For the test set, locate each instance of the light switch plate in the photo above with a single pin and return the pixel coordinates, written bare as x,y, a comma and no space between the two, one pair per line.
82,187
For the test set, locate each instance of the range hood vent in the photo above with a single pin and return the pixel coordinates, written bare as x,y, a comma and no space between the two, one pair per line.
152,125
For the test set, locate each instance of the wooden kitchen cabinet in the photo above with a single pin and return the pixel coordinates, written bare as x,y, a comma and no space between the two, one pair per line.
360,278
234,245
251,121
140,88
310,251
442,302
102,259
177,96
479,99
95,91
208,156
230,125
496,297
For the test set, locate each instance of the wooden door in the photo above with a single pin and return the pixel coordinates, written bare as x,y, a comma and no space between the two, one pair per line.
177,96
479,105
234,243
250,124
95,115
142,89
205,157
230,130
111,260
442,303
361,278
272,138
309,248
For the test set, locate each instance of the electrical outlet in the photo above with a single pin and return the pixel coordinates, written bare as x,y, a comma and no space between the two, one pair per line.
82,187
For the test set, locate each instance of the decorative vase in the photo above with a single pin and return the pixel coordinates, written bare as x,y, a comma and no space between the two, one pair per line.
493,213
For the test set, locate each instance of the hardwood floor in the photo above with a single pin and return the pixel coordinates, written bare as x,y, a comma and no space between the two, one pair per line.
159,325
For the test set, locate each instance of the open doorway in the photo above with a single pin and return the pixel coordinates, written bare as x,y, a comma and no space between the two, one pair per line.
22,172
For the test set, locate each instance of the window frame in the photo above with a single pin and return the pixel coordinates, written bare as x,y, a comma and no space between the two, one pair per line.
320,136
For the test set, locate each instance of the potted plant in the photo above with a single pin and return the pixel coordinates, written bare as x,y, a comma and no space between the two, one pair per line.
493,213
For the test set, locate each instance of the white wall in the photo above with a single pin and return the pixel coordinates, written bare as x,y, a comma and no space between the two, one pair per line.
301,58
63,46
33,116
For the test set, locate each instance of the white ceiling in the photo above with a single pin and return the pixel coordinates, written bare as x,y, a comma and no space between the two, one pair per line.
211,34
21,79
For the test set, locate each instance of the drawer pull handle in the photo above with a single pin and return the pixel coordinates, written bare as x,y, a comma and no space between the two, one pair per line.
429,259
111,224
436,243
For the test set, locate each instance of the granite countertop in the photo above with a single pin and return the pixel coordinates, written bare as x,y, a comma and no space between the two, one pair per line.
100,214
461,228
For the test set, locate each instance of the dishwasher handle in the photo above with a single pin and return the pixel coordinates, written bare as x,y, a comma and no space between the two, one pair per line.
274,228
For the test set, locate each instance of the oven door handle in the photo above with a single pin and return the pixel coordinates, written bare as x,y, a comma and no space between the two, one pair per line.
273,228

> **Objective**
Reproduce the items from the line with "For the test set, locate each instance of the dishwasher" through the last of the items, swapping "handle" for "grip" and leaving everything else unchanged.

> **The output**
For the test set, locate each instance of the dishwasher grip in the photo above with a single pin and return the pixel coordinates, written bare as x,y, a comma and no space between the two, one pair per line.
274,228
For the test set, locate each instance of the oven door grip in the photo above with a single pin and return the pixel coordinates, written bare as x,y, a comma and no space between the two, one pair per line.
273,228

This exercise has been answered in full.